まあ、ほら、一応吸血鬼と狼男が出てくる映画だし、テイラー・ロートナー君はかっこいいし、シリーズ今まで全部見てきたので最後まで見届けたいしね。と言いつつ、前回のお話がどんなだったか全然思い出せないんだけど、何はともあれ今回はめでたく主役の二人が結婚するというところから始まるのでした。

映画の細かいストーリーはさておき、今回の作品を見て、ようやく私「トワイライト」がどうして全米の少女達にこんなに読まれているのかわかったような気がしましたね。いや、「ブレイキング・ドーン」を見ての話なので、それに限ったことかもしれないし、本というよりこの作品そのものによるところも多いのかもしれないけれど、でもこの映画を見ることは少女達にとって価値があるのだと思いますよ。世界中の――いや、先進国かな?――少女にとっても得るところが大きいんじゃないかな?

というのはですねえ、これはもうベラとかエドワードいう個人の事情をすっ飛ばして、「婚姻」というシステムが何故人類において発生したのかという根源を追求した物語になっていたからです。これは今までは当たり前すぎて誰もあえて物語でそれだけを語ろうとはしなかったテーマなのかもしれません。医療や科学技術や社会制度の発達した現代だからこそ、改めてそのことをきちんと描いて貰う必要が少女達にはあったというべきか。

## 練習問題
映画の感想文の「映画の細かいストーリーはさて」から「ころが大きいんじゃないかな?」までを、「少女達」を「若い女性達」に入れ替えて書き直してください。 答えには映画の感想文の中身だけを使ってください。

## 分析用データ
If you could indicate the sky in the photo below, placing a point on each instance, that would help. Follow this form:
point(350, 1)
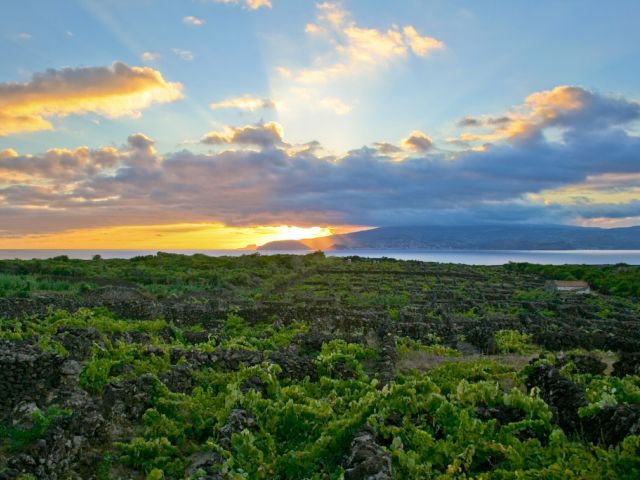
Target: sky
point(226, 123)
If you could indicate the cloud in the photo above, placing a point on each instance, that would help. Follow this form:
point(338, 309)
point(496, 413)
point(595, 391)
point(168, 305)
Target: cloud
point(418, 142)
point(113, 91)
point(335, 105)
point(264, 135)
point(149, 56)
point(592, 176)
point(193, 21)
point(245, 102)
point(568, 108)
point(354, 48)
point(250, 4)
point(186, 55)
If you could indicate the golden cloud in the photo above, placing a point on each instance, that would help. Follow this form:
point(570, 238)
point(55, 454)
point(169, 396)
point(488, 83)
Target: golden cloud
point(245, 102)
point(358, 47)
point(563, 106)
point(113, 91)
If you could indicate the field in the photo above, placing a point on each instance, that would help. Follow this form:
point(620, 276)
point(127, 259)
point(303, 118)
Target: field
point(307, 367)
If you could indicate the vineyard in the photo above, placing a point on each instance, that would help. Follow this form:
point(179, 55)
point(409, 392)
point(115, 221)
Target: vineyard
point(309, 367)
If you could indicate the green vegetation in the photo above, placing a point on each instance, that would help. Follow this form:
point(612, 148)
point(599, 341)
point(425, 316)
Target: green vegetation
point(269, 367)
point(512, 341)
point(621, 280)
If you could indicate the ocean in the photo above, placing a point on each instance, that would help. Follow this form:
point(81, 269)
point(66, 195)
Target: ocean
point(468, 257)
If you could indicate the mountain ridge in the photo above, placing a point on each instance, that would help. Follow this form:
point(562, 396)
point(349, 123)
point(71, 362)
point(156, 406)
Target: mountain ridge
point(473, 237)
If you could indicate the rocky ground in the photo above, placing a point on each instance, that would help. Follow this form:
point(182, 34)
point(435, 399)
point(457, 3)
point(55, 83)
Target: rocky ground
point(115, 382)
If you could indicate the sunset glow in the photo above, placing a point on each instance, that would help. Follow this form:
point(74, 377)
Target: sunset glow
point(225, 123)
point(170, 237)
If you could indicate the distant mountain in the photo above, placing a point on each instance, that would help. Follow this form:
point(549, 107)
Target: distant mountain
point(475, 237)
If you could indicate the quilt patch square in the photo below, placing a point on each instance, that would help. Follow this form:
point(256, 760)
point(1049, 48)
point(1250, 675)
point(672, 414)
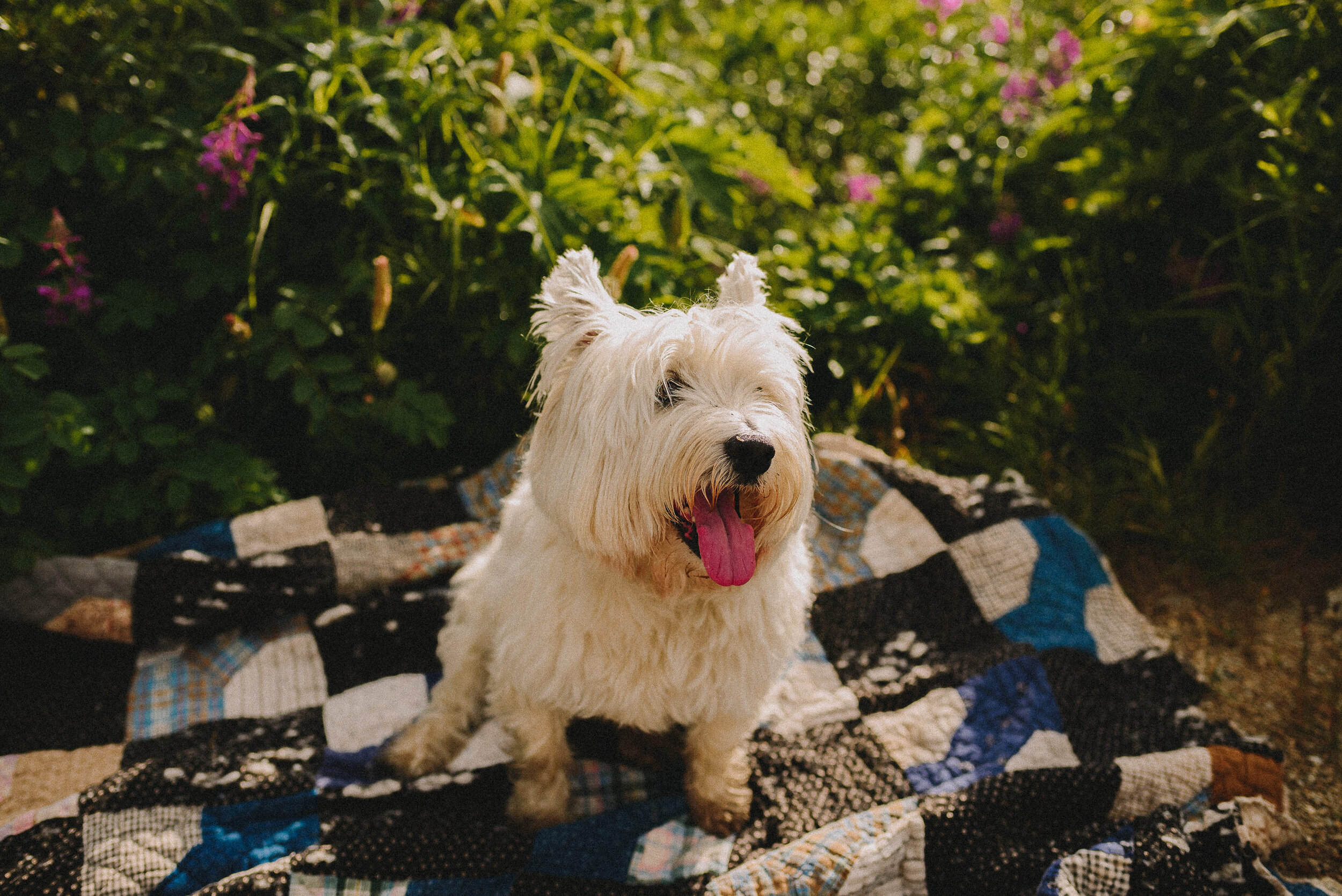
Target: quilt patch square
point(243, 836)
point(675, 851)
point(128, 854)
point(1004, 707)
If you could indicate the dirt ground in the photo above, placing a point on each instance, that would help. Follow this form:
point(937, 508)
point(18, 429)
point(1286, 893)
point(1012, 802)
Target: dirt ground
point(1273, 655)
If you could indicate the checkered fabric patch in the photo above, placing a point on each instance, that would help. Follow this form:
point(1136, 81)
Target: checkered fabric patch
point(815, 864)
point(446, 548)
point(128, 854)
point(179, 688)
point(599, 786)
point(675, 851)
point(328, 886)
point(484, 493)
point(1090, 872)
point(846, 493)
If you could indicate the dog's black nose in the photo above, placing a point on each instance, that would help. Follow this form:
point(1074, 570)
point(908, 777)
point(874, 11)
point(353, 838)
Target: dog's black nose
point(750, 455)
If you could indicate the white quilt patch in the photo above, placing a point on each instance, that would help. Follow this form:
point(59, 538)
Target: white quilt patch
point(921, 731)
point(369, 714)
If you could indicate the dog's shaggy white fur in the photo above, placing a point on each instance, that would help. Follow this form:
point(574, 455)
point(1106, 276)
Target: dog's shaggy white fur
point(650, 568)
...
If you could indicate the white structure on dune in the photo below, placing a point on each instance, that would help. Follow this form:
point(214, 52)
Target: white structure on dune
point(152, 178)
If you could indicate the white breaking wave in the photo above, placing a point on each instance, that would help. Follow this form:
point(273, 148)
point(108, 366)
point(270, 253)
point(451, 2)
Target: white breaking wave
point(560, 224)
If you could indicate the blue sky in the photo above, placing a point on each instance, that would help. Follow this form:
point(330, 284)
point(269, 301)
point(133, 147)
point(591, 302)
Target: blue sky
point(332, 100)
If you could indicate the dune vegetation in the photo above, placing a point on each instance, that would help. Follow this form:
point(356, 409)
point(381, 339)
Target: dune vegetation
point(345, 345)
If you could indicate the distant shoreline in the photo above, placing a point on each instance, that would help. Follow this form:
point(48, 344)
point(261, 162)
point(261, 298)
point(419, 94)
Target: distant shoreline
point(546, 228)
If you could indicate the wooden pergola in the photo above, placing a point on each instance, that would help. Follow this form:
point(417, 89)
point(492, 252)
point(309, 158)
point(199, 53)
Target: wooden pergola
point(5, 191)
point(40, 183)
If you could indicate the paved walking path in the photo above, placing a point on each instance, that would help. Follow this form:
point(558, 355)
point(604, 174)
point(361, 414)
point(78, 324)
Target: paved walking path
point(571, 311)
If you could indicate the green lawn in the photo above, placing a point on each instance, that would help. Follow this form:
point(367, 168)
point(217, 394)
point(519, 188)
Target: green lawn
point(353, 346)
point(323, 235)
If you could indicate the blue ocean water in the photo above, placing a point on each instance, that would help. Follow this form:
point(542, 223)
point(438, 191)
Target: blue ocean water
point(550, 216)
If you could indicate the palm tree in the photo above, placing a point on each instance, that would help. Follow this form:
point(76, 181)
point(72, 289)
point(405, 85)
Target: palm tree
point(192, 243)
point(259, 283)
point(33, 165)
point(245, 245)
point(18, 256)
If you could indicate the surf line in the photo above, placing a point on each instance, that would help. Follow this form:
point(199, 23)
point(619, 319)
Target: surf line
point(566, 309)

## 解答
映画の細かいストーリーはさておき、今回の作品を見て、ようやく私「トワイライト」がどうして全米の若い女性達にこんなに読まれているのかわかったような気がしましたね。いや、「ブレイキング・ドーン」を見ての話なので、それに限ったことかもしれないし、本というよりこの作品そのものによるところも多いのかもしれないけれど、でもこの映画を見ることは若い女性達にとって価値があるのだと思いますよ。世界中の――いや、先進国かな?――少女にとっても得るところが大きいんじゃないかな?